» **Instrucciones y requisitos**
Presente como una lista JSON de cadenas, una por cada línea y sin incluir las líneas en blanco, las líneas del material comprendidas entre la que contiene "Could you please indicate the woman's dark" y el final del material, ambos extremos incluidos.
-- -- --
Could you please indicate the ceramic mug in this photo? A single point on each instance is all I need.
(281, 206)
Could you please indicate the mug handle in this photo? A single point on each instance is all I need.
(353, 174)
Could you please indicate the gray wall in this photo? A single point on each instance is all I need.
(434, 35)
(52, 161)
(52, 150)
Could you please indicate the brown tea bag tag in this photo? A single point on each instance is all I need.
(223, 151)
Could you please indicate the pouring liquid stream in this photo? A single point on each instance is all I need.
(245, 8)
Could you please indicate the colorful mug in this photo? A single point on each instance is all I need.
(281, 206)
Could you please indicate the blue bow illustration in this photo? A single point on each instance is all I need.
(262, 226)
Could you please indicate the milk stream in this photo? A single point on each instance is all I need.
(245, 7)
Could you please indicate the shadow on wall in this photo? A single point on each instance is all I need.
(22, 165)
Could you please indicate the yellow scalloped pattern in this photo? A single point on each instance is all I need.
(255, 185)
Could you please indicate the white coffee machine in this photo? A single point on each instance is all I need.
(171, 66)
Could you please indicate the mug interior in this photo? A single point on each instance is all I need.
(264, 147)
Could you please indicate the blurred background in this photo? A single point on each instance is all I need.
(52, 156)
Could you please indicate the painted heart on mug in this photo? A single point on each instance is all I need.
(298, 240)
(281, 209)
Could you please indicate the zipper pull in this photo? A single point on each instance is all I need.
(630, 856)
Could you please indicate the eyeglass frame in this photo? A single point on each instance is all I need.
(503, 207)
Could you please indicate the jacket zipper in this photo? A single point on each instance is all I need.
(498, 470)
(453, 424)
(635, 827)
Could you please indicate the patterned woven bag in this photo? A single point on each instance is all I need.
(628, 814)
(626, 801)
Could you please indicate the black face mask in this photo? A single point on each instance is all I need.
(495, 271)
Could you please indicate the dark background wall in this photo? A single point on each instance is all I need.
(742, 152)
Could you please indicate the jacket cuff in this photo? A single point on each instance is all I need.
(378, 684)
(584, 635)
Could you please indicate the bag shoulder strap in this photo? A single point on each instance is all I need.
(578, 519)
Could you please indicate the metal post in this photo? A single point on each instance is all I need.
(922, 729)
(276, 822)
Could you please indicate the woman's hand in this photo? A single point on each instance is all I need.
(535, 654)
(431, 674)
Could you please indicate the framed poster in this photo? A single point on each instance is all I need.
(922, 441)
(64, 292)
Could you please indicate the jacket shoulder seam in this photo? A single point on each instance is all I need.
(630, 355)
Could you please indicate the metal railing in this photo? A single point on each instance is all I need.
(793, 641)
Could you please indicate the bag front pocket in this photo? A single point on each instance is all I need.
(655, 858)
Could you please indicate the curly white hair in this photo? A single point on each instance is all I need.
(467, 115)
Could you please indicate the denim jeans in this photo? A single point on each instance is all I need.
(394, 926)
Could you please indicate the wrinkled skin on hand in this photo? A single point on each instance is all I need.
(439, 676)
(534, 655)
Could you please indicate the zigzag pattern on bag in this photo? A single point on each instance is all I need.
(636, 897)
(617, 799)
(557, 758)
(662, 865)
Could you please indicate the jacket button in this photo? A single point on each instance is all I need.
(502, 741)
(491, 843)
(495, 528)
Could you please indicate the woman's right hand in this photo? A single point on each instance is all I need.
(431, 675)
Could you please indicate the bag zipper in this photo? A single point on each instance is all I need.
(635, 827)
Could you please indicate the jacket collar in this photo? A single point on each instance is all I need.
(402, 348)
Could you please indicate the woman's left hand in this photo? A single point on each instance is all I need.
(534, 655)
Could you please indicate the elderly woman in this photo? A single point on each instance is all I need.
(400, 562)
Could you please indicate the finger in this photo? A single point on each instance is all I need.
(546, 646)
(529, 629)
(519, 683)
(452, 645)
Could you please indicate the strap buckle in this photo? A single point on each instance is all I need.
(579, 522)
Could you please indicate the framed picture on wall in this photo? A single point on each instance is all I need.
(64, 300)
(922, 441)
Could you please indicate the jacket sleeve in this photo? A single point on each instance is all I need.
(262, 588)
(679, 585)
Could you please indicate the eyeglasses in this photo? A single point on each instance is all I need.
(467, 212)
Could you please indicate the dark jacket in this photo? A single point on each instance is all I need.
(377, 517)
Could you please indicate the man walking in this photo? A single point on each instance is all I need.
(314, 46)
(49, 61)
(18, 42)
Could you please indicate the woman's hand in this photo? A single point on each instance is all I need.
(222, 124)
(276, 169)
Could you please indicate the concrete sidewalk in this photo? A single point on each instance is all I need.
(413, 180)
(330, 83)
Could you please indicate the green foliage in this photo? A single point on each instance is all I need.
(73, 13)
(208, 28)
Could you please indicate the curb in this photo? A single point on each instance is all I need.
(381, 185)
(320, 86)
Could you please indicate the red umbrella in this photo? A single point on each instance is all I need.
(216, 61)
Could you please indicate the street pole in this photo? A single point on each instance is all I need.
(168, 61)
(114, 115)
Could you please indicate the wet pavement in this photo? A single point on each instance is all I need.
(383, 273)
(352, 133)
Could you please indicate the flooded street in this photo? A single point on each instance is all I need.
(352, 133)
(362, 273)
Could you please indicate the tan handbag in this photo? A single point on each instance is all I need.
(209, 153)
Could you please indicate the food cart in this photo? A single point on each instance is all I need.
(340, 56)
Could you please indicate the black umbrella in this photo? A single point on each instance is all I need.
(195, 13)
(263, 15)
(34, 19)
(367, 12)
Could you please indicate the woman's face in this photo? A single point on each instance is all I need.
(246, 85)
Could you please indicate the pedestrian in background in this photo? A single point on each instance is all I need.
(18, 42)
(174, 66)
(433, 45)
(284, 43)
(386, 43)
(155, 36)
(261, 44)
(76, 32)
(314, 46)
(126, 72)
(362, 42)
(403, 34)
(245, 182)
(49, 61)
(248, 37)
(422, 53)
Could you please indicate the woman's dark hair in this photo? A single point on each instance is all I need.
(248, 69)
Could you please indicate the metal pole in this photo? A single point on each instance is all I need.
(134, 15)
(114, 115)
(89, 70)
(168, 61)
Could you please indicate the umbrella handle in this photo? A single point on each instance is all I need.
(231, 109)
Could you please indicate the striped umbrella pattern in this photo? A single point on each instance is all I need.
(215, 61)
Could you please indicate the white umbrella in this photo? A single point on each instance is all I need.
-- -- --
» **Respuesta escrita**
[
  "Could you please indicate the woman's dark hair in this photo? A single point on each instance is all I need.",
  "(248, 69)",
  "Could you please indicate the metal pole in this photo? A single point on each instance is all I need.",
  "(134, 15)",
  "(114, 115)",
  "(89, 70)",
  "(168, 61)",
  "Could you please indicate the umbrella handle in this photo? A single point on each instance is all I need.",
  "(231, 109)",
  "Could you please indicate the striped umbrella pattern in this photo? A single point on each instance is all I need.",
  "(215, 61)",
  "Could you please indicate the white umbrella in this photo? A single point on each instance is all I need."
]